**ASSIGNMENT 1**
Reproduce a passage of the Baldomero Olivera text word for word, beginning at the words "Baldomero Olivera (born" and stopping after "recombinant DNA technology.".
**ASSIGNMENT 2**
Turn the paragraph of the Baldomero Olivera text that begins "He serves as an editorial board member" into a list, keeping its main facts.
**ASSIGNMENT 3**
Summarize the Baldomero Olivera text in two sentences.

**EXCERPTED TEXT**
= Baldomero Olivera =

Filipino chemist (born 1941)

Baldomero Olivera (born 1941) is a Filipino chemist known for discovery of many cone snail toxins important for neuroscience. These molecules, called conotoxins, led to a breakthrough in the study of ion channels and neuromuscular synapses.
He discovered and first characterized E. coli DNA ligase, a key enzyme of genetic engineering and recombinant DNA technology.

Olivera graduated from the University of the Philippines in 1960. He received his PhD from the California Institute of Technology (1966) in Biophysical Chemistry, followed by postdoctoral work at Stanford University from 1966 to 1968. In 1970, he moved to the University of Utah, where he is now a Distinguished Professor of Biology. His laboratory's discovery was featured on the cover of the international scientific journal Science in 1990. He was Harvard 2007 "Scientist of the Year". He is a Howard Hughes Medical Institute Professor, has been elected into the Institute of Medicine and the American Philosophical Society, and became an Elected Member of the U.S. National Academy of Sciences in 2009.

He serves as an editorial board member of various scientific publications. These have included the Journal of Biological Chemistry from 1982 to 1987, the Journal of Toxicology – Toxin Reviews from 1990 to 1993, and Toxicon from 2000 until the present. He was a member of the review committee of the journal Cellular and Molecular Basis of Disease from 1982 to 1986. Olivera has also served as a committee member of various institutions. He was a member of the Visiting Committee of the Department of Molecular Biology and Biochemistry of Harvard University from 1988 to 1995, the Advisory Committee to the Director of the National Institutes of Health from 1996 to 1999, the Toxicology Advisory Committee of the Burroughs-Wellcome Foundation from 1999 to 2001, and has been a member of the Searle Scholars Advisory Board since 2007.

On July 9, 2007, the University of the Philippines honoured Olivera for his research on neuropharmacology using the venom of cone snails. University of the Philippines president Emerlinda Roman said Olivera's award "brings honour" to the university community and the country. Roman and University of the Philippines Chancellor Sergio Cao awarded Olivera for his outstanding research in the field of marine drug discovery. He now resides in Salt Lake City, Utah, continuing his work at the University of Utah. He has two children Felicia and Jon and two granddaughters, Macy and Nina.

**SOURCE MATERIAL**
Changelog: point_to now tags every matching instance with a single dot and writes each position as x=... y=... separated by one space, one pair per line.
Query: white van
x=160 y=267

**ANSWER AREA 1**
Baldomero Olivera (born 1941) is a Filipino chemist known for discovery of many cone snail toxins important for neuroscience. These molecules, called conotoxins, led to a breakthrough in the study of ion channels and neuromuscular synapses.
He discovered and first characterized E. coli DNA ligase, a key enzyme of genetic engineering and recombinant DNA technology.

**ANSWER AREA 2**
- Editorial board, Journal of Biological Chemistry: 1982–1987
- Editorial board, Journal of Toxicology – Toxin Reviews: 1990–1993
- Editorial board, Toxicon: 2000–present
- Review committee, Cellular and Molecular Basis of Disease: 1982–1986
- Visiting Committee, Department of Molecular Biology and Biochemistry, Harvard University: 1988–1995
- Advisory Committee to the Director of the National Institutes of Health: 1996–1999
- Toxicology Advisory Committee, Burroughs-Wellcome Foundation: 1999–2001
- Searle Scholars Advisory Board: since 2007

**ANSWER AREA 3**
Baldomero Olivera, a Filipino chemist born in 1941, is known for discovering many cone snail toxins important for neuroscience and for discovering and first characterizing E. coli DNA ligase. Educated at the University of the Philippines and the California Institute of Technology, he is now a Distinguished Professor of Biology at the University of Utah, and his honors include election to the U.S. National Academy of Sciences in 2009 and a 2007 award from the University of the Philippines.